START Source records

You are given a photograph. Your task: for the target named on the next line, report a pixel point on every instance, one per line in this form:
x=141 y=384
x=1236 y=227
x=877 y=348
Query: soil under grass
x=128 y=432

END Source records

* Required work
The required output is the whole listing, printed again exactly.

* Solution to the problem
You are given a photograph. Your task: for the target named on the next line, report a pixel point on every instance, one per line in this form:
x=141 y=384
x=1236 y=227
x=877 y=348
Query: soil under grass
x=128 y=432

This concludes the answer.